WHAT YOU NEED TO DO
Rewrite the rows below as a numbered list, from the line with "Category: hay field" up to and including the last line of the rows, omitting blank lines.

DATA
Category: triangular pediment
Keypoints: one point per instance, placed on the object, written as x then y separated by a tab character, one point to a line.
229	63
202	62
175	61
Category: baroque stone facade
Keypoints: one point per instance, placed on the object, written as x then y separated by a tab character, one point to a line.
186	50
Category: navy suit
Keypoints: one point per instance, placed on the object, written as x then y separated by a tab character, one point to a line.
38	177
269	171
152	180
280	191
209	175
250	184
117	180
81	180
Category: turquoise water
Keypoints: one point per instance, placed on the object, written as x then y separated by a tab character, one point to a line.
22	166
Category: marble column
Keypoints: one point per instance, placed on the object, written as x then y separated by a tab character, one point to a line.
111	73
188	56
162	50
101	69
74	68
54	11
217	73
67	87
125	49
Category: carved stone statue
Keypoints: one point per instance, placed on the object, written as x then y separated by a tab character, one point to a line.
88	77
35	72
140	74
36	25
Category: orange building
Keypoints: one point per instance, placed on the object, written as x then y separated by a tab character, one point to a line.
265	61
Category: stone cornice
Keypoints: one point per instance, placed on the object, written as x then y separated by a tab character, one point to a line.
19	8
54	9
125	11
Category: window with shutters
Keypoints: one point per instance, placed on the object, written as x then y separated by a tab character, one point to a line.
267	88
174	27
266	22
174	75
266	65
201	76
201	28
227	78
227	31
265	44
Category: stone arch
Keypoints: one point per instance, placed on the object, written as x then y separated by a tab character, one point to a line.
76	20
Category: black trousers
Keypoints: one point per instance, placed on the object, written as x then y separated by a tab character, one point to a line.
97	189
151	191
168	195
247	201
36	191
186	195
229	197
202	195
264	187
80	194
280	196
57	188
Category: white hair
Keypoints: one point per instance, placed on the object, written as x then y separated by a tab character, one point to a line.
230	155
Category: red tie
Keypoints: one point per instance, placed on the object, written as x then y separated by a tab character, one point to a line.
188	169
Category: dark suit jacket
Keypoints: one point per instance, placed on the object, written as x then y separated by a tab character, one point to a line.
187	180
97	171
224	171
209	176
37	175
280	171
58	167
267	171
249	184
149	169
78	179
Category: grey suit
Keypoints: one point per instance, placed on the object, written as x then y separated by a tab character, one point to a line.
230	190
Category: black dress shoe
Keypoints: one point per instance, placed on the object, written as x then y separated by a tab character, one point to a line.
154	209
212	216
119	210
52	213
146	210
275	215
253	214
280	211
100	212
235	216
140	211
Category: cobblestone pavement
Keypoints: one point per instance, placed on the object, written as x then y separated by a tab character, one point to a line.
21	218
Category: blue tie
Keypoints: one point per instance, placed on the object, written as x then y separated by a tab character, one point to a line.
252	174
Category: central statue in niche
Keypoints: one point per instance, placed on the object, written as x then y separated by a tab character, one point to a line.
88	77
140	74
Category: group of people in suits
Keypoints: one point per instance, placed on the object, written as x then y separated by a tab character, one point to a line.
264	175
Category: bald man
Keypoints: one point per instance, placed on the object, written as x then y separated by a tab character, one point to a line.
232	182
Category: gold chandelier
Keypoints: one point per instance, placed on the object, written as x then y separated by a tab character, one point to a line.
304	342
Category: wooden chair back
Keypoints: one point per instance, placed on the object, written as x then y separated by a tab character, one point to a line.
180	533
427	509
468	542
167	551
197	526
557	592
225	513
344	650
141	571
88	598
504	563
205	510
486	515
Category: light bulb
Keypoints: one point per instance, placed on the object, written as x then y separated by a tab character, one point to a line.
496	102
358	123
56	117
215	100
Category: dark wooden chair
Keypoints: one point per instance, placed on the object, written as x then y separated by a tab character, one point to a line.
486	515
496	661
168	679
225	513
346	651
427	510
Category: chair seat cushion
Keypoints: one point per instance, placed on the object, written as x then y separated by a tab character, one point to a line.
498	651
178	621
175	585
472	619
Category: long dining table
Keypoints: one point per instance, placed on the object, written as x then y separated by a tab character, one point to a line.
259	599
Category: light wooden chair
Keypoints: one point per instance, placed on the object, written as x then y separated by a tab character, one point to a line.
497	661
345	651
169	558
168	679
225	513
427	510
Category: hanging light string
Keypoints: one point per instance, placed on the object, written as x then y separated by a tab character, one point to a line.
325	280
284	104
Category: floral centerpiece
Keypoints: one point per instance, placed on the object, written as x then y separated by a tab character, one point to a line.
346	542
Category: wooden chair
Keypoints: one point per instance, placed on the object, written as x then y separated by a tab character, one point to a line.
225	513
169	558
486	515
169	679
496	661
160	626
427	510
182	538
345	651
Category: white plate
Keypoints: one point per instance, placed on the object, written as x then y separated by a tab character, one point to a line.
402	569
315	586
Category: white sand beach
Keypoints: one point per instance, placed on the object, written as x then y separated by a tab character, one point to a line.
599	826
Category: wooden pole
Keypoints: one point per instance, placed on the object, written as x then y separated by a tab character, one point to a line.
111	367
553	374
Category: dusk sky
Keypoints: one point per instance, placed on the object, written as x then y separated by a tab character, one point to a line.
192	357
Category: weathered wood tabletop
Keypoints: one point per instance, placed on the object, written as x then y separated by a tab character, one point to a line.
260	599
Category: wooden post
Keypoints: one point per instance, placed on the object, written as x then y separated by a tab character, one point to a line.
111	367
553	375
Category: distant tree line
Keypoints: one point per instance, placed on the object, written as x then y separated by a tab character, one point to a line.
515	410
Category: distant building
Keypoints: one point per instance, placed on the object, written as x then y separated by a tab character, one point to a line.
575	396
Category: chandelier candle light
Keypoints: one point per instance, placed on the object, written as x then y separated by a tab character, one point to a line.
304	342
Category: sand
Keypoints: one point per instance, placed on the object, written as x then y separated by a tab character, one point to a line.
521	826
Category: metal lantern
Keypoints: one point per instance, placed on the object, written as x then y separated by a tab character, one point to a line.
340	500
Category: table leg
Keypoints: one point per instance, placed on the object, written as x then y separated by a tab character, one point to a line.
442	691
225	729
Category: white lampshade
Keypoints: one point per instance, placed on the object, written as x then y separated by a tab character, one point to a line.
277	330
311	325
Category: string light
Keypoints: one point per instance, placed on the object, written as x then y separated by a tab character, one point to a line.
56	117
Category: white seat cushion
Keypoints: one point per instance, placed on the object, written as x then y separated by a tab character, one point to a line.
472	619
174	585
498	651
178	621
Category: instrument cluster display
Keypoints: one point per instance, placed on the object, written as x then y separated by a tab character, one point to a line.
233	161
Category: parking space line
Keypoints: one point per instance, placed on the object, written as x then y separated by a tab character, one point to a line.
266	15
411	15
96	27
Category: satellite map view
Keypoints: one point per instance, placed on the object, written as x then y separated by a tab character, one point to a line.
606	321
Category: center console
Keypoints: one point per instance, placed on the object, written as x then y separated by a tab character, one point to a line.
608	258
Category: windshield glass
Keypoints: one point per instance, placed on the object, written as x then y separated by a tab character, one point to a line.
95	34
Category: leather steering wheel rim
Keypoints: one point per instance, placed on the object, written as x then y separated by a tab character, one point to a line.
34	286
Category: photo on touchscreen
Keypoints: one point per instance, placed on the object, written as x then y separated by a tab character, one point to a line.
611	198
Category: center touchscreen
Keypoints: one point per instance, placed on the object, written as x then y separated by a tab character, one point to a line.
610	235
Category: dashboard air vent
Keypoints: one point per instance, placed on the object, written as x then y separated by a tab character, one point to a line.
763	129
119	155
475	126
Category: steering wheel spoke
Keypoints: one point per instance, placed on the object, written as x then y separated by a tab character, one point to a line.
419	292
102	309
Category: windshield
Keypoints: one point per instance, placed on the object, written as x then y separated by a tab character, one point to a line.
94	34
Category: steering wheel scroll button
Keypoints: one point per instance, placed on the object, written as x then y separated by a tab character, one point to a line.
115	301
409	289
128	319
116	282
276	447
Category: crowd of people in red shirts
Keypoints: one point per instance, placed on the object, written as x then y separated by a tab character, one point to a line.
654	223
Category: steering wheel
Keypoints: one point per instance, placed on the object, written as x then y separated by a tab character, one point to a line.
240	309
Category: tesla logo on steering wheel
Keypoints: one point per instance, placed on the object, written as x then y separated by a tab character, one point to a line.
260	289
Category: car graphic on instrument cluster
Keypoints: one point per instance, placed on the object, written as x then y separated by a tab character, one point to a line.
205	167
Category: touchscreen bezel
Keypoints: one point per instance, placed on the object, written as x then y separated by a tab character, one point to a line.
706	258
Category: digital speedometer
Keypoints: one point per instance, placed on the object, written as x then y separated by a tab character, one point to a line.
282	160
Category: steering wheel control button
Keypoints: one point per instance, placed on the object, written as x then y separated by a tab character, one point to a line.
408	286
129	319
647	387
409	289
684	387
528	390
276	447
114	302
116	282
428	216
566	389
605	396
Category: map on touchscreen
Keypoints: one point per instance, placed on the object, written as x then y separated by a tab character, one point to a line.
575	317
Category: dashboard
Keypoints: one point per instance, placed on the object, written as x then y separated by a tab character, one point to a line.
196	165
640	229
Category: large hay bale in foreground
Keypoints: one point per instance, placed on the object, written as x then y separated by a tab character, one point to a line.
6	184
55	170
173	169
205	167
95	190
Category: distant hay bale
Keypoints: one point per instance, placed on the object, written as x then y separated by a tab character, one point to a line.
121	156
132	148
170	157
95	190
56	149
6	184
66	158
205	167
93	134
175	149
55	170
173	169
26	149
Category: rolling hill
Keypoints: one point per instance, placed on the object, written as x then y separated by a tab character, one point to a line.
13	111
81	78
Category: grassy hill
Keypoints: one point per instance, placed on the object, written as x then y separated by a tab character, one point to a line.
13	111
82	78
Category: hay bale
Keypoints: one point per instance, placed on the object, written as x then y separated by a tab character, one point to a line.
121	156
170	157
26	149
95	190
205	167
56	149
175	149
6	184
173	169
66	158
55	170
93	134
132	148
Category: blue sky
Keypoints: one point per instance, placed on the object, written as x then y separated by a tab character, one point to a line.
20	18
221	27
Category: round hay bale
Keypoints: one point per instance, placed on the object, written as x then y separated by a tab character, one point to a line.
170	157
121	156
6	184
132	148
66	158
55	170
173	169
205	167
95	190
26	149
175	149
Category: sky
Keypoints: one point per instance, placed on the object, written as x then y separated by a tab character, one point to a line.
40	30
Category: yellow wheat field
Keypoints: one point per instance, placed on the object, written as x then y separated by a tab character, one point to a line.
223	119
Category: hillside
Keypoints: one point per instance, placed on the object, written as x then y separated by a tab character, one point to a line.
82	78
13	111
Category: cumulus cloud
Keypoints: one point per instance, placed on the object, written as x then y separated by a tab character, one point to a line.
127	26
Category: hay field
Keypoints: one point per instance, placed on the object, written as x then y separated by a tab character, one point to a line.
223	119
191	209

WRITTEN REPLY
1. Category: hay field
2. Keypoints: one point per instance, placed on the object, written as x then y separated by a tab character, one point to a line.
3. 223	119
4. 191	209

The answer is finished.